*TASK DIRECTIONS*.
The answer must consist only of the lines from the line with "Target: seed" to the line with "dark background, the", both included, exactly as they stand below.

Stored entries:

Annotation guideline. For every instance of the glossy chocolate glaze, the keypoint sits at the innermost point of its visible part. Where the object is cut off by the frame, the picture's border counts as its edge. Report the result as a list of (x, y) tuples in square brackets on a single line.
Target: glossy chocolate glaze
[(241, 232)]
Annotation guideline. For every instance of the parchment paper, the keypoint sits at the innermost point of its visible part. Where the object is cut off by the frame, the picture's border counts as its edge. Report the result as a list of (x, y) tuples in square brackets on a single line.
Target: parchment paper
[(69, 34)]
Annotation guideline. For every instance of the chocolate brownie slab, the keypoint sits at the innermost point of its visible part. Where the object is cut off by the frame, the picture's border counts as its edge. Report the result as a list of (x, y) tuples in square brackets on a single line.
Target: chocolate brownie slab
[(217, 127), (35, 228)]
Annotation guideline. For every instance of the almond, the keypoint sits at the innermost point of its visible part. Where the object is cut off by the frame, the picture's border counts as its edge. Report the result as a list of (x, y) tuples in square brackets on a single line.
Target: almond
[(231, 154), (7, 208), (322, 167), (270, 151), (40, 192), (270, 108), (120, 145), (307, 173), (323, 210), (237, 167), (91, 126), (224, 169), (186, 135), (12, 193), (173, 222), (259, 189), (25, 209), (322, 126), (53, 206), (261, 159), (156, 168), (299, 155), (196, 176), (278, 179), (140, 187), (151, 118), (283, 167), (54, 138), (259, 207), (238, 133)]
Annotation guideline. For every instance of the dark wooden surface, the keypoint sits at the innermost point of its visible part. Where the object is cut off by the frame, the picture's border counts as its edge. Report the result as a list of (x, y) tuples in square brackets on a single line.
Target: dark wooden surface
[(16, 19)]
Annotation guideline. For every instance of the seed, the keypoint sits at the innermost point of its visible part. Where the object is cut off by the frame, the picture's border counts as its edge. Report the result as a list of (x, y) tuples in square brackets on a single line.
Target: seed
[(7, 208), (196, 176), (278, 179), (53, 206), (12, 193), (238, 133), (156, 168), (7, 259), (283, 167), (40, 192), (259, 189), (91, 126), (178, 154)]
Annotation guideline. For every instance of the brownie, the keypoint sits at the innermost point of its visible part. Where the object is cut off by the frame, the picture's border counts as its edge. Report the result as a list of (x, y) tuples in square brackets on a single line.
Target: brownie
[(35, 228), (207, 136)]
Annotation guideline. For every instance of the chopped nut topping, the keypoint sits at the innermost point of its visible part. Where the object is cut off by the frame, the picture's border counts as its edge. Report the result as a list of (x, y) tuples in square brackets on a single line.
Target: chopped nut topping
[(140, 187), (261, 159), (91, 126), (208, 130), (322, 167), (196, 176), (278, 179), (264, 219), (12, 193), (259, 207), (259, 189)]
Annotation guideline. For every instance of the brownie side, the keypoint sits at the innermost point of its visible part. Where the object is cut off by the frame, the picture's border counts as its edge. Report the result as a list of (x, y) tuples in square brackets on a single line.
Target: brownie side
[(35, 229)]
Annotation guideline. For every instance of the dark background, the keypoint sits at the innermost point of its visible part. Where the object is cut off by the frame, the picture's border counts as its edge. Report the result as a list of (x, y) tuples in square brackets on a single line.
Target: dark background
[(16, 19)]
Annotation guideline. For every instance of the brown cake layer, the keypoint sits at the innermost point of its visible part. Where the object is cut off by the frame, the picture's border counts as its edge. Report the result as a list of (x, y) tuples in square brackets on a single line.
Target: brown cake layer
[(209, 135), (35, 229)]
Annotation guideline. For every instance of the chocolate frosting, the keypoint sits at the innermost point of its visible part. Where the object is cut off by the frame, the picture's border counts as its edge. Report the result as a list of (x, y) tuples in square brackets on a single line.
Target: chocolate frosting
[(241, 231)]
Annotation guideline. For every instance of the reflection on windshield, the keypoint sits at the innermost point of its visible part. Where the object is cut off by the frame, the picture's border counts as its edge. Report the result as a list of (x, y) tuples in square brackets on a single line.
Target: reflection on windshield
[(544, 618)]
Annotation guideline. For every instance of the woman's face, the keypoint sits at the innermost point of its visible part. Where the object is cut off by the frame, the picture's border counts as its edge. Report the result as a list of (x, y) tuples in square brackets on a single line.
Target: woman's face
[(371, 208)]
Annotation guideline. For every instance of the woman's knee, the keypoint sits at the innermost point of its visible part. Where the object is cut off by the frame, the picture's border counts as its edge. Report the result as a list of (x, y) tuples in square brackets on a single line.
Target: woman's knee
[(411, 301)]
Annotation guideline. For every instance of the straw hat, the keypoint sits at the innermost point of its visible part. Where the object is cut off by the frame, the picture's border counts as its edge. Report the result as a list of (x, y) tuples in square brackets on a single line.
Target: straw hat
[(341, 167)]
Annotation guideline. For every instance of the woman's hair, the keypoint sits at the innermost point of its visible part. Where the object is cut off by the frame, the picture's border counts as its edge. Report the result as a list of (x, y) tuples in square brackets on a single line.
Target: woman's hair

*OUTPUT OF THE TASK*.
Target: seed
[(7, 208), (196, 176), (278, 179), (53, 206), (12, 193), (238, 133), (156, 168), (7, 259), (283, 167), (40, 192), (259, 189), (91, 126), (178, 154)]
Annotation guideline. For every instance of the brownie, the keypoint sits at the innermost point of its visible part. Where the object is cut off by the frame, the picture's border counts as its edge. Report the result as a list of (x, y) tuples in square brackets on a single line.
Target: brownie
[(35, 228), (207, 136)]
Annotation guideline. For every instance of the chopped nut topping, the keypoint sits at the innermost point of its visible part. Where the object is cut off by the frame, the picture's border counts as its edge. Report the result as a list of (x, y) tuples in square brackets on a single line.
Target: chopped nut topping
[(140, 187), (261, 159), (91, 126), (208, 130), (322, 167), (196, 176), (278, 179), (264, 219), (12, 193), (259, 207), (259, 189)]
Annotation guideline. For every instance of the brownie side, the keypoint sits at the innermost point of its visible part. Where the object is cut off by the frame, the picture's border counts as its edge. Report the result as a list of (x, y) tuples in square brackets on a single line.
Target: brownie side
[(35, 229)]
Annotation guideline. For every instance of the dark background, the keypoint sits at the innermost point of its visible part. Where the object is cut off by the frame, the picture's border counts as its edge. Report the result as a list of (x, y) tuples in square brackets on a single line.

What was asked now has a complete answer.